[Collection entries]
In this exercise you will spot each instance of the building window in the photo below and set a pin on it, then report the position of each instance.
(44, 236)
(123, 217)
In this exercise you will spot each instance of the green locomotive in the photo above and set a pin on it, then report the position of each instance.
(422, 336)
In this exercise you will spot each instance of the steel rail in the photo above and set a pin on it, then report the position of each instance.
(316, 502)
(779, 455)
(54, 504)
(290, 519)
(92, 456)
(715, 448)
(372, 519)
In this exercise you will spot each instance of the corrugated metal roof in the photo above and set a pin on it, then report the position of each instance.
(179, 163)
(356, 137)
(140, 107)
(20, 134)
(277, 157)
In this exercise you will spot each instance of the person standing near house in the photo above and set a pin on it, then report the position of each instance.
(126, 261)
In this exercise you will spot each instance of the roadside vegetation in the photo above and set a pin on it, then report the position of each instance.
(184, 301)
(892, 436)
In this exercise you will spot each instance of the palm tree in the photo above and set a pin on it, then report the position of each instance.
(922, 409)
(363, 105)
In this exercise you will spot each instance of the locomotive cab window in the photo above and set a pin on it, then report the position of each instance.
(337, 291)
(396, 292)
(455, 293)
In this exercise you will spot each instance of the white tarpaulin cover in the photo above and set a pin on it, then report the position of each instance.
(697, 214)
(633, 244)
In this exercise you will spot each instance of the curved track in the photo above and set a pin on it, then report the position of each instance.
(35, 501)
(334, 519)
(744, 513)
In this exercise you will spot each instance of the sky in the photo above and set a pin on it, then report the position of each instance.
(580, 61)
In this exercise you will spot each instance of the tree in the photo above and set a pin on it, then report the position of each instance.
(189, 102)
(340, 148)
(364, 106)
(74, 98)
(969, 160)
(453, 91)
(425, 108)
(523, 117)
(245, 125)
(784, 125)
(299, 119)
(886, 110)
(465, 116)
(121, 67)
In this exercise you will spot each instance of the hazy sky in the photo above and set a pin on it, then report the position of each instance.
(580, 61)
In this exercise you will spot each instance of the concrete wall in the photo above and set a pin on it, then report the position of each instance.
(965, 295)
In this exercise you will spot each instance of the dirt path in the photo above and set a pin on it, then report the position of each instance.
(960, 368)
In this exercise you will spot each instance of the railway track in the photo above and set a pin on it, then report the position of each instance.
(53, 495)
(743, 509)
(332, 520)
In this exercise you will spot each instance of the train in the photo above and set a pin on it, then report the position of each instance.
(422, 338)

Required task ▸ Copy each of these lines without any change.

Solved problem ▸
In this exercise you will spot each instance of the building window in the photo below and set a pin on it, then report the position of each instance.
(44, 236)
(123, 217)
In this exercise you will spot each instance of the green locomotive in the photo above and set a pin on it, then report the position of each instance.
(422, 336)
In this exercise you will spot each instance of the steel rail in the photo above and set a pin on it, then report the position of each instance.
(316, 502)
(779, 455)
(54, 504)
(290, 519)
(92, 456)
(715, 448)
(372, 519)
In this exercise you will spot each instance of the corrugated metal roof in the photo above and set a pin on it, then report the position of each instance.
(179, 163)
(356, 137)
(140, 107)
(20, 134)
(277, 157)
In this exercise you will spot each instance of the person standing near house in the photo above and set a pin on it, then report the position of each instance.
(126, 261)
In this exercise you will spot each instance of the roadside vegetation in the photo above and set a pin on it, then report the position of each instance.
(184, 301)
(892, 436)
In this exercise you will spot each instance of the palm tree in the photo above and set a pin on it, then report the position of each instance.
(922, 409)
(363, 105)
In this exercise you will spot each instance of the locomotive cab window in the photo above and set a pin on it, then report the position of each instance.
(337, 291)
(396, 292)
(455, 293)
In this exercise you will spot each instance of the white tarpaulin cover in the photo above and set a pin on it, then report the position of each instance.
(697, 214)
(633, 244)
In this exercise you will spot each instance of the curved track in the photo above and set a pin on it, then report the position of each instance.
(35, 501)
(334, 519)
(744, 513)
In this exercise you will spot each instance of the sky in the photo above and set a pin on it, then report the position of each instance.
(580, 61)
In this exercise you will spot each instance of the tree in the photo above and set a pin on it, then report the position of each instance.
(189, 102)
(340, 148)
(364, 106)
(74, 98)
(969, 160)
(453, 91)
(425, 108)
(523, 117)
(245, 125)
(784, 125)
(299, 119)
(886, 110)
(465, 116)
(121, 67)
In this exercise you will spot each instance of the hazy sky in the photo above and set a pin on it, then report the position of each instance.
(580, 61)
In this exercise you will spot each instance of the concrete wall in the photo above and set a pin on it, then report the position of each instance.
(965, 295)
In this exercise you will spot each instance of the dirt path in the photo above and set a pin on it, then report the position of each instance.
(960, 368)
In this exercise you will spot each instance of the railway track in the photo above and set a pin on it, then report the position of each instance.
(53, 495)
(743, 509)
(332, 520)
In this exercise you will spot each instance of the train in the photo above and set a pin on it, then report the position of each instance.
(422, 338)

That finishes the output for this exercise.